**DOCUMENT SECTION:**
──────────
From the preceding procedure, the DOA, and the velocity of the moving speaker can be estimated accurately using the LPA beamformer technique.

3.2 Optimization Algorithms in DOAE

In the near-field, numerous algorithms were implemented in the recent years for source localization. Several algorithms are based on subspace approaches, while, others use evolutionary computing methods. Practically, near-field case arises in innumerable situations, including microphone arrays for speech enhancement, seismic exploration, under water source localization, and ultrasonic imaging. For near-field source localization, several researchers proposed many approaches, such as the 2D MUSIC technique; high-order spectra (HOS) based algorithms; the weighted linear prediction technique; the ESPRIT technique; and the ML technique [19, 20]. However, in practical conditions, these proposed procedures are computationally heavy, some require extra computations for parameters pairing in case of multiple sources, in addition, closely spaced sources’ localization suffer from poor estimation in low Signal to Noise Ratio (SNR).

Optimization algorithms and evolutionary computing methods, such Particle Swarm Optimization (PSO), Genetic algorithm (GA), Differential Evolution (DE), and Genetic programming (GP) proved their significance recently [21,22,23,24,25,26,27]. These methods achieve commanding global optimizers with avoiding being stuck in local minima. In addition, they can be hybridized to provide reliable and effective optimized solutions.
──────────
**REQUIRED WORK:** Continue the passage above on optimization algorithms in direction-of-arrival estimation from the point where it stops.

**SUPPLIED ENTRIES:**
──────────
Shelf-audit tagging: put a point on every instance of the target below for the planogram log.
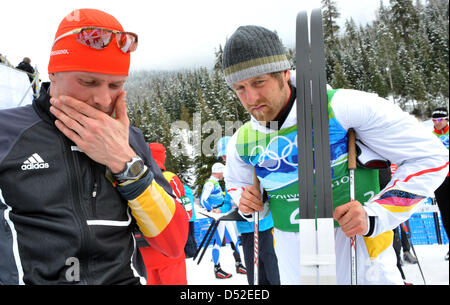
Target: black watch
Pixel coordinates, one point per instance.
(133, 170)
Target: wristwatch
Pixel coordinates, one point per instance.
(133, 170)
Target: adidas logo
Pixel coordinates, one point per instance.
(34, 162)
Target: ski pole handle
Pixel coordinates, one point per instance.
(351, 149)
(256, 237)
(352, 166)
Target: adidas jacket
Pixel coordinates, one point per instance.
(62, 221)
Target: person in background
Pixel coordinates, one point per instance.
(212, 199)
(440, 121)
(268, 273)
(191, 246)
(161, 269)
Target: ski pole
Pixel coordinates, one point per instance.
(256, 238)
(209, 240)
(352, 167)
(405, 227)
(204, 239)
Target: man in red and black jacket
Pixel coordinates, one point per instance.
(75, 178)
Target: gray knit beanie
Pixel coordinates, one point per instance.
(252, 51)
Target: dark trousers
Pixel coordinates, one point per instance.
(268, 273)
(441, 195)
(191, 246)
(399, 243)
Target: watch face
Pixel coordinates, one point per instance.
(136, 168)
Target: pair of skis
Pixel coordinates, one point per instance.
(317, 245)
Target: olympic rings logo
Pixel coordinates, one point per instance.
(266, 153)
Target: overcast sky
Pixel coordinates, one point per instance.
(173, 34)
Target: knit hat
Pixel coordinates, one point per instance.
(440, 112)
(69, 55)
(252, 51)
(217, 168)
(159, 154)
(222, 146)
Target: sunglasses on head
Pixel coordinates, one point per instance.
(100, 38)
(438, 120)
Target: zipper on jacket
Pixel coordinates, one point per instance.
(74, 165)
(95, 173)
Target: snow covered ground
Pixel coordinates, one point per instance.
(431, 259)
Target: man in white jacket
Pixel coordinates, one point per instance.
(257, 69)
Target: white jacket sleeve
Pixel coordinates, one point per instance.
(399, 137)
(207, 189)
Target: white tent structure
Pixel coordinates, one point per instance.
──────────
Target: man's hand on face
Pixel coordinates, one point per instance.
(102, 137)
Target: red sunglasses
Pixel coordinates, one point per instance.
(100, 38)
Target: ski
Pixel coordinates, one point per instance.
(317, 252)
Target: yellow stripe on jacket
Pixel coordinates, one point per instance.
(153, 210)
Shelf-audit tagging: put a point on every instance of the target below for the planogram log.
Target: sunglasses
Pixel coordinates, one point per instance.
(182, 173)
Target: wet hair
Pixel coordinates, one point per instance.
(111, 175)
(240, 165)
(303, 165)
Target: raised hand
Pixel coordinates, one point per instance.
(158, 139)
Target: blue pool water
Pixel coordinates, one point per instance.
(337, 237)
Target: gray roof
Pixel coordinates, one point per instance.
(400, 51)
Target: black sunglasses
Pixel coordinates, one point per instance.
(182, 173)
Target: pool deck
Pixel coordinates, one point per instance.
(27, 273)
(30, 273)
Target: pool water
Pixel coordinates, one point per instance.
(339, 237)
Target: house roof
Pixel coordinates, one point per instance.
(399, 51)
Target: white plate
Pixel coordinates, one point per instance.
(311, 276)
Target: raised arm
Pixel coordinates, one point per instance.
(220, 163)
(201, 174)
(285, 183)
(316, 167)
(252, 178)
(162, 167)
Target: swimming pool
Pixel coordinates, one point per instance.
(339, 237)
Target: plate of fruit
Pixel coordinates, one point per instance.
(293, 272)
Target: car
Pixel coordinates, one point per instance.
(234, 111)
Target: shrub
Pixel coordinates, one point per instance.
──────────
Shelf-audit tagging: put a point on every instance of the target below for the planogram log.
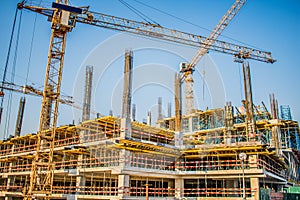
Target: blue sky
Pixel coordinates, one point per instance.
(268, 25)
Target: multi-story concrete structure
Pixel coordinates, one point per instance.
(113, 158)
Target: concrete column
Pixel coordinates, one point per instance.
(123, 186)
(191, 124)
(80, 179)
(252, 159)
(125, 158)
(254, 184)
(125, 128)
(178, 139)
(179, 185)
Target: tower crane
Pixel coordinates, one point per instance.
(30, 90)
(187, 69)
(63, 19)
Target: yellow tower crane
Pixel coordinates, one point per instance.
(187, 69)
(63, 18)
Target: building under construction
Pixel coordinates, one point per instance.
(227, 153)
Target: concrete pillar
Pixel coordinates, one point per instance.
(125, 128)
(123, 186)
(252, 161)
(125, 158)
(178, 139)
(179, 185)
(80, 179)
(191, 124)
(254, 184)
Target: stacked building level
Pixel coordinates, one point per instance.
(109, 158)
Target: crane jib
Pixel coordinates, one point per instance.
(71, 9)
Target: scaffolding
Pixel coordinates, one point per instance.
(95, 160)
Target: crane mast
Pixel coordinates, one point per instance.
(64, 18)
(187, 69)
──────────
**WRITTEN ANSWER:**
Using an array antenna for DOAE from the received signal is a critical topic in sonar, radar, communication systems, and microphone array systems. Traditional DOAE techniques including ML, MUSIC, root-MUSIC, ESPRIT have been used. Recently, the ML estimation using particle swarm optimization (PSO) [28], the genetic algorithm (GA)-based technique [29], and the evolutionary programming (EP)-based method [30] are developed. Choi [31] implemented a new DOAE scheme using PSO-based SPECC (Signal Parameter Extraction via Component Cancellation), where the optimization method supports the extraction process of the signal sources’ amplitudes and incident angles that impinge on the sensor array. Sheikh et al. [32] employed differential evolution algorithm for range and DOAE of near-field narrow band sources that impose on a uniform linear array (ULA). During the optimization steps, the mean square error (MSE) is used as a fitness function. The results of DE are compared with the results of Genetic Algorithm (GA).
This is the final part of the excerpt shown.